### DIRECTION:
Return the records that follow unaltered. Omit every picture.

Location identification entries
----------------

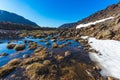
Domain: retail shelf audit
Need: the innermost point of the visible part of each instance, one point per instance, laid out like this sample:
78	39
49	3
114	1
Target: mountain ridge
6	16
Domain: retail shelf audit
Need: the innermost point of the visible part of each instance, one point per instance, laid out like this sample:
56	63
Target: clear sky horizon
53	13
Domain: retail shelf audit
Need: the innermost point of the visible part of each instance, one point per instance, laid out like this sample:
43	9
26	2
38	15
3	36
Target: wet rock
11	46
47	62
20	47
59	58
53	40
55	45
32	45
38	49
47	43
14	62
79	47
35	70
110	78
25	56
61	46
4	54
67	53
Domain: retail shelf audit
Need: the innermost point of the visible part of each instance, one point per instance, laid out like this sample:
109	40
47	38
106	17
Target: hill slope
14	18
110	11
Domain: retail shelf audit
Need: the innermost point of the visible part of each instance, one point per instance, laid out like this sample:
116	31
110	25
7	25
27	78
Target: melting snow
109	61
93	23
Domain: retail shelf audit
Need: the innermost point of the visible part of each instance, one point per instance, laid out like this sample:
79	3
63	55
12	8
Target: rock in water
20	47
67	53
11	46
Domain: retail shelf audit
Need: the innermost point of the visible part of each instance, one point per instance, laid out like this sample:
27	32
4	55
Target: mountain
110	11
6	16
68	25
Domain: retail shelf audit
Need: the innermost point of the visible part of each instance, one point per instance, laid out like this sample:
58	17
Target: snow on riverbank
93	23
109	60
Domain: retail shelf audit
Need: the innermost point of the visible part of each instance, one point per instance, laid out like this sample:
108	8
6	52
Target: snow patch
93	23
109	60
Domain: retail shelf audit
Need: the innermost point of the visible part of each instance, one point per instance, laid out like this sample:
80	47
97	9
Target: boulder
20	47
25	56
67	53
55	45
32	45
11	46
3	54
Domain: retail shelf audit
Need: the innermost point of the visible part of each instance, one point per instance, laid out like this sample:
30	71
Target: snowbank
109	61
93	23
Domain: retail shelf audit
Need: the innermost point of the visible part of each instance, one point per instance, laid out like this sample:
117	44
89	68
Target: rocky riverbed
48	55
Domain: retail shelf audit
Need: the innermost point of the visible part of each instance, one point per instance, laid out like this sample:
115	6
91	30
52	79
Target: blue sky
53	13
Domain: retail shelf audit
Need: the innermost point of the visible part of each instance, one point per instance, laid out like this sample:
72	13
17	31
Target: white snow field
109	60
93	23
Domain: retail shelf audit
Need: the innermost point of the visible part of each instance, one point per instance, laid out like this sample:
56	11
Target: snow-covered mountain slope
6	16
93	23
108	56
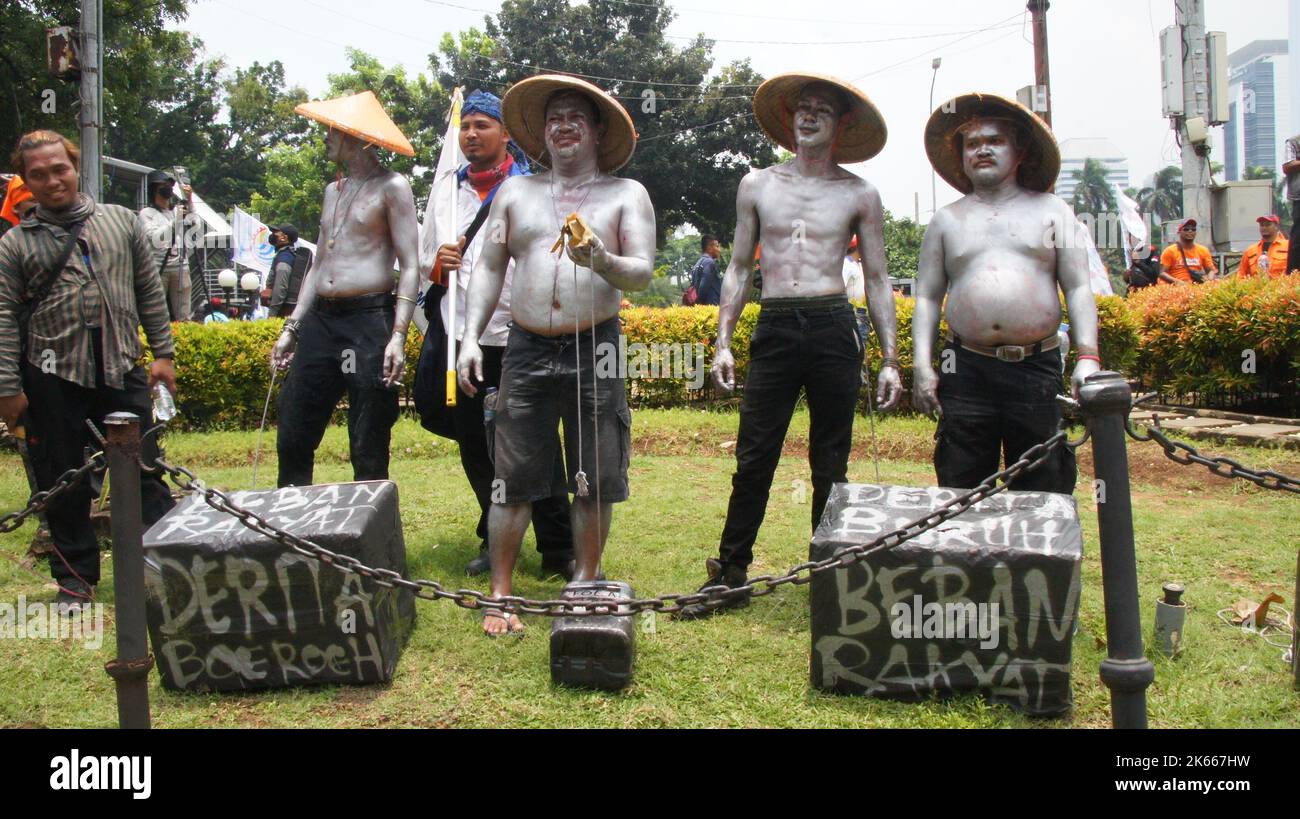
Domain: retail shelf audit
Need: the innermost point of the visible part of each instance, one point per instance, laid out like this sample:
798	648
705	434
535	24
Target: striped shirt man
115	287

----------------

### ANSWER TO THIS TASK:
Domain: retail shelf audit
Need: the innermost point of the visible part of each instance, one point per instance, laid out like this sample:
78	39
49	3
114	1
Target: mountain ridge
6	16
Domain: retail shelf audit
Need: the innermost point of the visible part of each instance, one point per instance, laid out like this sample:
56	63
Target: clear sky horizon
53	13
Domain: retail shelf audit
Need: the innermost point of the visible part of each instance, one point per instance, laid out like this sample:
43	9
26	2
38	15
3	36
Target: wet rock
11	46
47	62
20	47
59	58
53	40
55	45
32	45
38	49
47	43
14	62
79	47
35	70
110	78
25	56
61	46
4	54
67	53
Domain: retail shelf audit
Need: the innermost point of the visible part of each instance, one point per instance, laid out like this sample:
109	40
47	38
106	17
Target: hill slope
14	18
110	11
Domain: retail shelf audit
Need: the innermost point of the visible part of each instance, one point per instance, laid out like this sample:
116	31
110	25
7	25
27	78
Target: melting snow
109	61
93	23
Domain: retail shelf audit
Need: the innermost point of the visible part of each instance, one point per instance, laid out like this sample:
79	3
63	55
12	8
Target: rock in water
20	47
67	53
11	46
Domain: retail shelf audit
Need: the innermost point of the visible part of each instance, one point per instance, laid out like this sample:
27	32
4	55
Target: mountain
110	11
6	16
68	25
Domain: retail shelf audit
Need: the innermost point of the visible part of each instance, one point per instance, laid out like this sample:
58	17
Target: snow on riverbank
93	23
109	60
Domain: retail shelf audit
Need: the innermost point of the visible part of each instance, one point per instance, laid out like this sample:
108	8
6	52
Target: snow patch
93	23
109	60
Domain: retail shelf audit
Need: the innermost point of the visible part of each instance, one point per instance, laid out like this sample:
80	47
97	9
Target: boulder
20	47
25	56
67	53
55	45
32	45
11	46
3	54
Domain: retail shelf audit
Need: the innermost point of the visible part of each instance, one point per instance, laid out like this sample:
30	71
Target: snowbank
109	61
93	23
Domain: retail shelf audit
Need: the innermost point of the visible part of each instance, one point per instance, laid out like this sample:
117	44
89	68
Target: rocky riverbed
48	55
Domain: retail shelf audit
Need: the innermost point of the visible part of each instance, one point per instance, laid out like this sample:
115	6
91	30
52	79
Target: blue sky
53	13
Domain: retail shelf audit
Need: the innermost point of the visible part of each instance, one point per instance, laid out like this sample:
72	13
17	31
Target: white snow field
109	60
93	23
Domain: retail shelf audit
Need: the innermost point of the visible part of each instance, one point per instance, laid out like this sample:
56	11
Target: snow-covered mountain slope
6	16
93	23
108	56
Domain: retail shelf audit
Need: the innermost point of the visible part of each instance, one point per instance, laid out like this sample:
798	648
705	434
535	24
Target: striped shirt man
115	287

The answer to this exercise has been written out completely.